[Data taken from a collection]

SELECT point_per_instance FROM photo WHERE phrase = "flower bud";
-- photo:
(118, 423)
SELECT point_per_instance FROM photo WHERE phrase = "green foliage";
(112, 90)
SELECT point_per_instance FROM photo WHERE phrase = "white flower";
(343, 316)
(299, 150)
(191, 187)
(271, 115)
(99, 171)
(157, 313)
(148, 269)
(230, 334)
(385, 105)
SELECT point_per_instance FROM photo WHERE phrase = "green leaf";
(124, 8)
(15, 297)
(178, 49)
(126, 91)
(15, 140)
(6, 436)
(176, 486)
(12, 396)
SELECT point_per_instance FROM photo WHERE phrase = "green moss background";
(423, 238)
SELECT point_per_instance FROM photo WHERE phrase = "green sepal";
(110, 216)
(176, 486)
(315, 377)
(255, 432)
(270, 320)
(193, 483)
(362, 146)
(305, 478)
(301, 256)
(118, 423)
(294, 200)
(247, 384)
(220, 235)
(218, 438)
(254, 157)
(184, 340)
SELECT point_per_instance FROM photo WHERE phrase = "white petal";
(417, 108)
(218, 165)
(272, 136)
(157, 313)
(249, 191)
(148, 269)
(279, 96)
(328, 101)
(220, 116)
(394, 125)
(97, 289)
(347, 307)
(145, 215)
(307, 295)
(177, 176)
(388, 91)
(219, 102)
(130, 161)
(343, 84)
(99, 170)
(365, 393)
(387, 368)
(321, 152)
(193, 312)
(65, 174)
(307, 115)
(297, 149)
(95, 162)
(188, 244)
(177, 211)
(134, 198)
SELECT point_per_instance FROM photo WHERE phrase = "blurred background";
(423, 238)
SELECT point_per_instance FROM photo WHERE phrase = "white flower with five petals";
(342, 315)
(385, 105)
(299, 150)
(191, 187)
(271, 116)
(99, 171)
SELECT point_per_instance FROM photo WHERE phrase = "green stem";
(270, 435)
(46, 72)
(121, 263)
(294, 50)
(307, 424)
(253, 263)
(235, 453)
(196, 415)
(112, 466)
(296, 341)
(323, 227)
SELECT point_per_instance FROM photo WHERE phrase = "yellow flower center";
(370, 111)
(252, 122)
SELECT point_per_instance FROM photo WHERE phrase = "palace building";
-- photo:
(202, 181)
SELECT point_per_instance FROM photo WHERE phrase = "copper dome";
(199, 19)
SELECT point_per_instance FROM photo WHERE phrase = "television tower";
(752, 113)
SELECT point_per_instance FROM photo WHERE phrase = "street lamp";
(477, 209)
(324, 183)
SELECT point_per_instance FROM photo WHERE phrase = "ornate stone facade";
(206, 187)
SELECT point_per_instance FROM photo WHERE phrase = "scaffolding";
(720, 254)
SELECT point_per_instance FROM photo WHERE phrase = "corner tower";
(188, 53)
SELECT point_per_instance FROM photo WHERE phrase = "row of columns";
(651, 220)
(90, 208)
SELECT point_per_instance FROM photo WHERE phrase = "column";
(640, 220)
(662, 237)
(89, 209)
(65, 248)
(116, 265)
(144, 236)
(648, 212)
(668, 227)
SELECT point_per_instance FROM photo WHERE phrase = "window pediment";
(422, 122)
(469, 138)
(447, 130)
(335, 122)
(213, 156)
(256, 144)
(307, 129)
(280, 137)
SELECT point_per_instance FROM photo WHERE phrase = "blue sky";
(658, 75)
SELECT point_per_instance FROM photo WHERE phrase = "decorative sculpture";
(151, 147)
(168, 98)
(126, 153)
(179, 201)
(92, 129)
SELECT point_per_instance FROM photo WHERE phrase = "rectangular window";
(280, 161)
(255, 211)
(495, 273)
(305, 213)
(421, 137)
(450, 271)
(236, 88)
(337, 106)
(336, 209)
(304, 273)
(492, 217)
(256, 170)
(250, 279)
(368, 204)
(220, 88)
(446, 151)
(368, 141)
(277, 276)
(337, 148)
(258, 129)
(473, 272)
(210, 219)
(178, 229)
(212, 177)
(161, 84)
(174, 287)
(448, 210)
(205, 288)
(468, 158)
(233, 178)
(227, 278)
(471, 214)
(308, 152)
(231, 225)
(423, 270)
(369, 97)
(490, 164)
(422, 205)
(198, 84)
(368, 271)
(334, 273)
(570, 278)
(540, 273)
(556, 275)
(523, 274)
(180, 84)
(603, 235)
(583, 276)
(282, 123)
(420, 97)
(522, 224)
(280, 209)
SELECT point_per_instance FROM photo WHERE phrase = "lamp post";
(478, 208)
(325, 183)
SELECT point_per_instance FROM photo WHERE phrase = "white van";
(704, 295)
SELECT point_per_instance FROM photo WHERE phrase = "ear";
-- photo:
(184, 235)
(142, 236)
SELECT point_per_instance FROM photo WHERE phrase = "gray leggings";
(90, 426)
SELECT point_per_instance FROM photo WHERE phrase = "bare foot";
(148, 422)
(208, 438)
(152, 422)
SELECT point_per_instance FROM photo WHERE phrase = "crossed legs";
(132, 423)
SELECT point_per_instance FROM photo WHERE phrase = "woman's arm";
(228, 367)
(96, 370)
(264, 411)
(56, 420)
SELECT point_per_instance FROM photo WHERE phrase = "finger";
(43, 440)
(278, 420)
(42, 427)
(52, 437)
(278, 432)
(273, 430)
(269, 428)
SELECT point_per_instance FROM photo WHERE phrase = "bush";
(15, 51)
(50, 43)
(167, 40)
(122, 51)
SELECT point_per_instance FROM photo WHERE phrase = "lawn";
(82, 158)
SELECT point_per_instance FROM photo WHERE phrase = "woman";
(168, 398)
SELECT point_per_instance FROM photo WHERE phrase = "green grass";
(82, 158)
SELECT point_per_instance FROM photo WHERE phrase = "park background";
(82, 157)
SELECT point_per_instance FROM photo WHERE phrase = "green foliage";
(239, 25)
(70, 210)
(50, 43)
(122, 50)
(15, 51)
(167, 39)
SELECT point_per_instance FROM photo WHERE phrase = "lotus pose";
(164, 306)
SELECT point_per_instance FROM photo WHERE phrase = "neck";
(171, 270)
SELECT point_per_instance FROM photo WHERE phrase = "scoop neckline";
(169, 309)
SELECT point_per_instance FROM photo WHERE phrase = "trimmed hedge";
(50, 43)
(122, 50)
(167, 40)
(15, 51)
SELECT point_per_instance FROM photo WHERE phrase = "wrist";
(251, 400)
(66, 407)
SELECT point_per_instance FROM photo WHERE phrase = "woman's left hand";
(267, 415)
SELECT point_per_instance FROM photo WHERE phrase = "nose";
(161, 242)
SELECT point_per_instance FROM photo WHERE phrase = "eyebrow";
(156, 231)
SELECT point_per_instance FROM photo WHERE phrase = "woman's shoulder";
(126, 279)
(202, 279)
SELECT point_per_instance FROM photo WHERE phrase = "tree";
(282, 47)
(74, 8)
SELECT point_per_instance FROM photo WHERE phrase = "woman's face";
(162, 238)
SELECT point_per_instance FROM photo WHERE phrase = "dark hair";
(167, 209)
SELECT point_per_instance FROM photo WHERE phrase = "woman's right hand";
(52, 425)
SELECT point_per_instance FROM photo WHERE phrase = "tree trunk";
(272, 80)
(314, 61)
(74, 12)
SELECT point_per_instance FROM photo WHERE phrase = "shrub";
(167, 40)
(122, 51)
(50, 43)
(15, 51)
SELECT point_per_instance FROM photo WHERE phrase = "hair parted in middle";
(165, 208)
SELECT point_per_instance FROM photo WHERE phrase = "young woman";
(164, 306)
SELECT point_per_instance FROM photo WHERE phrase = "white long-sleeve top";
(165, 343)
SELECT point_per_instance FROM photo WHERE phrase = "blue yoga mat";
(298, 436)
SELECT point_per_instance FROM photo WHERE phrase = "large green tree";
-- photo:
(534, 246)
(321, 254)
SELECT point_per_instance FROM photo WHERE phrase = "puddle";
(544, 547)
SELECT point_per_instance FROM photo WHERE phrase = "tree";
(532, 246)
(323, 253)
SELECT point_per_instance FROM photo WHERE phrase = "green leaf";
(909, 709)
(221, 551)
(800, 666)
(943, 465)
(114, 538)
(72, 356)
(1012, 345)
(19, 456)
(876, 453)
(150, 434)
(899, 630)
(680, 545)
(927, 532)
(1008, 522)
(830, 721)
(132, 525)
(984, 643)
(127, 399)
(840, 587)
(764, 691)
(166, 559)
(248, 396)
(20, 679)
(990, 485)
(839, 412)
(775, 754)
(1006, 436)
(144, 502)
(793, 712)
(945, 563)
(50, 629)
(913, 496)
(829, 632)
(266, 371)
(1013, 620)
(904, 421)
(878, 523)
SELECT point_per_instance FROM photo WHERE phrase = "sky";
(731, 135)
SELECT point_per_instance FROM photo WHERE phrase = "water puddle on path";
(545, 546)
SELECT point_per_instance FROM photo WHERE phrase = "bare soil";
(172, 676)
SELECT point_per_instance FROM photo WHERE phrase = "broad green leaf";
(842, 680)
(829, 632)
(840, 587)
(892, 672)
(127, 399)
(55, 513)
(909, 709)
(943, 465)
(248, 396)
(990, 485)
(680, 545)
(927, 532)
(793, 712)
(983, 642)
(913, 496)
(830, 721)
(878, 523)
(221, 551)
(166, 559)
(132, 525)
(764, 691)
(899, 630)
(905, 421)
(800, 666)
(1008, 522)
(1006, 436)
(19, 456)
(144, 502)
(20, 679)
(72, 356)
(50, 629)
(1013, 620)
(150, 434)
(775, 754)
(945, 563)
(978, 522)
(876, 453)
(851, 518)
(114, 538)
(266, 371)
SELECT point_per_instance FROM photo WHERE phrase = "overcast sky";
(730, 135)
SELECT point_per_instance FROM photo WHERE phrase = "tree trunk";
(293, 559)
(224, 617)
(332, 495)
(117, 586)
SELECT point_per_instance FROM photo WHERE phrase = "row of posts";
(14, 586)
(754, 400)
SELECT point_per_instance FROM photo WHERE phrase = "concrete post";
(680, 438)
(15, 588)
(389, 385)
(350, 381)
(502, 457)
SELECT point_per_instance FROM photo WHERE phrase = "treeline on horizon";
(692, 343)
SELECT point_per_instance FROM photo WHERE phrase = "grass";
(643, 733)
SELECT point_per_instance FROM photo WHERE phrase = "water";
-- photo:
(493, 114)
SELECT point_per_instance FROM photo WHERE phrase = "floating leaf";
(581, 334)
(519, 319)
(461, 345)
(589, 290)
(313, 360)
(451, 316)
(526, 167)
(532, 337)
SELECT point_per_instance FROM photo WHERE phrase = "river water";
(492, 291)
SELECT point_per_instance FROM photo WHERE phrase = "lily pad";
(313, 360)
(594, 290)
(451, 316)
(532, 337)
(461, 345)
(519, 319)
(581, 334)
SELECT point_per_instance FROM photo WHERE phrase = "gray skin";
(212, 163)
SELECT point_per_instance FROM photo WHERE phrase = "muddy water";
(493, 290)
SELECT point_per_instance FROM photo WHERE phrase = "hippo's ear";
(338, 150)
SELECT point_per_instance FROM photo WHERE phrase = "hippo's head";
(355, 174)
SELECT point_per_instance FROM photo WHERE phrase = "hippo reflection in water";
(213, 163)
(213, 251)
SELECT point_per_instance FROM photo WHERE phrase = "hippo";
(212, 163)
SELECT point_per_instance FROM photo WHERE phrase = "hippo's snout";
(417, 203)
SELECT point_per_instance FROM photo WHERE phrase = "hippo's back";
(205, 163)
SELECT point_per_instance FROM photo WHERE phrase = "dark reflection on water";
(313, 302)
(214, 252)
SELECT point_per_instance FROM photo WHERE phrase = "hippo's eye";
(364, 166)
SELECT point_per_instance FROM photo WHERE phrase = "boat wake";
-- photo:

_GIVEN TASK_
Count the rows above that contain the string "blue", treating uppercase and lowercase as different. Give only the number.

_SOLUTION TO THIS PROBLEM_
2